» Brief
Can you print the listing below without any changes, from its first line up to and including the line that contains "[357, 335, 549, 417]"?

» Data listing
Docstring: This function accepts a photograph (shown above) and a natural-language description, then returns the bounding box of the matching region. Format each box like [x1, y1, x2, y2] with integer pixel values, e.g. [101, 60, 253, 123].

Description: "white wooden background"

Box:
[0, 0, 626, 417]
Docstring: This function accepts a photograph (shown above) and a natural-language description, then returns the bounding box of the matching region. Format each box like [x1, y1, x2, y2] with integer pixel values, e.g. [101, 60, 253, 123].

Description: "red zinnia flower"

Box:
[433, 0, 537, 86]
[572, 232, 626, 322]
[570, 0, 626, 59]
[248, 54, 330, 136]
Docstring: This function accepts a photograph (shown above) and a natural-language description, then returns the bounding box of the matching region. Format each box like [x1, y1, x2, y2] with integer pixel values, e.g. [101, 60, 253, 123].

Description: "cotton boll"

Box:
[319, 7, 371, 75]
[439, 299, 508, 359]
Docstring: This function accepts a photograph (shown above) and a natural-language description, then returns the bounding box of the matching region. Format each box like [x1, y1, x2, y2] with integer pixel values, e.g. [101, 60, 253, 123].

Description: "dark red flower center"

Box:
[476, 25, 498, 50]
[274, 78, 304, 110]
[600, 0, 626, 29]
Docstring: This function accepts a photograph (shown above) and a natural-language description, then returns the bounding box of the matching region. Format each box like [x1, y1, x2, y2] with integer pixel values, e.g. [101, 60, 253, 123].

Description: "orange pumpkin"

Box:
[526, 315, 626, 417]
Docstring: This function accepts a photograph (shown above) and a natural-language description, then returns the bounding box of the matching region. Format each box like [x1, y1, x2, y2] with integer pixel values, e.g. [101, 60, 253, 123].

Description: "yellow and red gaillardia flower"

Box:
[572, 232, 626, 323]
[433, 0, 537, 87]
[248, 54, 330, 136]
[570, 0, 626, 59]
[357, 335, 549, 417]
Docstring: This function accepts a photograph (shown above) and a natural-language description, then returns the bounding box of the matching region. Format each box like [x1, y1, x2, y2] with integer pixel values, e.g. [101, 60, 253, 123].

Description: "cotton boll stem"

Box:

» Worked solution
Docstring: This function accepts a photograph (shown above) and a natural-language description, then returns the bounding box of the matching region. Format each box like [x1, y1, x2, y2] with integer pixel values, e.g. [101, 60, 253, 123].

Description: "white wooden background"

Box:
[0, 0, 626, 417]
Docstring: This function accepts a photograph (shown above) and a natural-language description, then returns the bounding box of the matching region. Format each box like [x1, y1, x2, y2] with integer pixel values, e.g. [101, 60, 253, 123].

Description: "red zinnia flower"

Box:
[433, 0, 537, 86]
[572, 232, 626, 322]
[570, 0, 626, 59]
[248, 54, 330, 136]
Docstring: This function accepts a photograph (shown above) and a natural-language description, then returns the bounding box of the matching region. Format each box like [x1, y1, x2, y2] with integer pixel values, e.g. [101, 60, 253, 123].

Description: "cotton boll"

Box:
[319, 7, 371, 75]
[439, 299, 508, 359]
Docstring: This function accepts a photograph (shown above) and a natural-language description, then returns the bounding box of the matching region. Format each box like [x1, y1, x2, y2] with integer pixel values, e.g. [101, 60, 253, 123].

Description: "dark red flower center"

Box:
[476, 25, 498, 50]
[274, 78, 304, 110]
[600, 0, 626, 29]
Docstring: This function accepts a photograph (shown above) and a natural-language description, then returns the bounding box of the matching region. Format each box like [x1, y1, x2, y2] with integer pixel values, e.g. [101, 60, 253, 123].

Description: "orange pumpkin"

Box:
[526, 315, 626, 417]
Docstring: This function accepts a photograph (shown above) and a natural-language description, then returns the bounding box of the matching region. Format each box like [x1, y1, x2, y2] with integer pixel values, e.g. [101, 60, 253, 123].

Description: "yellow and red gaillardia flower"

Box:
[572, 232, 626, 323]
[433, 0, 537, 87]
[248, 54, 330, 136]
[570, 0, 626, 59]
[357, 335, 549, 417]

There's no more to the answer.